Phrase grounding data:

# # # # #

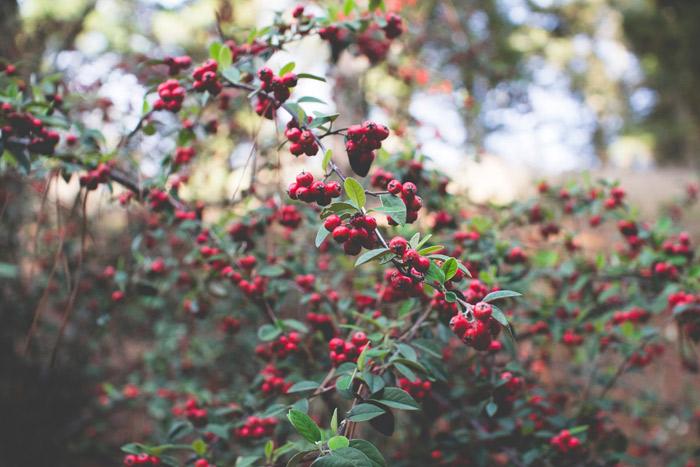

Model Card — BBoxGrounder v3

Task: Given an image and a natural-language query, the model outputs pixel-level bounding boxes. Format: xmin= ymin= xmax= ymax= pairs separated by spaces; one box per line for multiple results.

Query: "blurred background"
xmin=1 ymin=0 xmax=699 ymax=465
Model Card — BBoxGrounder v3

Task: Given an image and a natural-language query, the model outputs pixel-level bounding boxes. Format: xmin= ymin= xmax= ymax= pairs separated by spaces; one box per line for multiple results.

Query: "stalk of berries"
xmin=184 ymin=398 xmax=208 ymax=427
xmin=449 ymin=301 xmax=502 ymax=351
xmin=123 ymin=454 xmax=161 ymax=466
xmin=255 ymin=66 xmax=297 ymax=119
xmin=324 ymin=213 xmax=379 ymax=255
xmin=386 ymin=180 xmax=421 ymax=224
xmin=344 ymin=121 xmax=390 ymax=177
xmin=79 ymin=162 xmax=112 ymax=191
xmin=288 ymin=171 xmax=341 ymax=206
xmin=398 ymin=377 xmax=432 ymax=401
xmin=163 ymin=55 xmax=192 ymax=75
xmin=154 ymin=79 xmax=186 ymax=112
xmin=192 ymin=59 xmax=222 ymax=95
xmin=235 ymin=416 xmax=278 ymax=440
xmin=328 ymin=332 xmax=369 ymax=366
xmin=174 ymin=146 xmax=195 ymax=165
xmin=285 ymin=119 xmax=318 ymax=156
xmin=550 ymin=429 xmax=582 ymax=454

# # # # #

TO DO: Keeping the pictures out, print the entries above exactly as written.

ANSWER TO THIS EXERCISE:
Model Card — BBoxGrounder v3

Task: Given an image and a natural-language query, the model outputs pixel-level bounding boxes. Format: xmin= ymin= xmax= ymax= pairs separated by spaces; one box per line for multiple results.

Query: "blurred background"
xmin=1 ymin=0 xmax=699 ymax=465
Model Card — BBoxGrounder v3

Task: Given an image and a natural-language query, the model outputs pixel-level bounding boxes. Format: xmin= ymin= xmax= ymax= pairs separated by spaces; one box per line for multiple results.

Query: "stalk of berries"
xmin=184 ymin=398 xmax=208 ymax=427
xmin=449 ymin=301 xmax=502 ymax=351
xmin=123 ymin=454 xmax=161 ymax=466
xmin=255 ymin=66 xmax=297 ymax=119
xmin=324 ymin=213 xmax=379 ymax=255
xmin=386 ymin=180 xmax=421 ymax=224
xmin=344 ymin=121 xmax=390 ymax=177
xmin=79 ymin=162 xmax=112 ymax=191
xmin=288 ymin=171 xmax=341 ymax=206
xmin=398 ymin=377 xmax=432 ymax=401
xmin=163 ymin=55 xmax=192 ymax=75
xmin=154 ymin=79 xmax=186 ymax=112
xmin=192 ymin=59 xmax=222 ymax=95
xmin=235 ymin=416 xmax=278 ymax=440
xmin=328 ymin=332 xmax=369 ymax=366
xmin=174 ymin=146 xmax=195 ymax=165
xmin=285 ymin=119 xmax=318 ymax=156
xmin=550 ymin=429 xmax=582 ymax=454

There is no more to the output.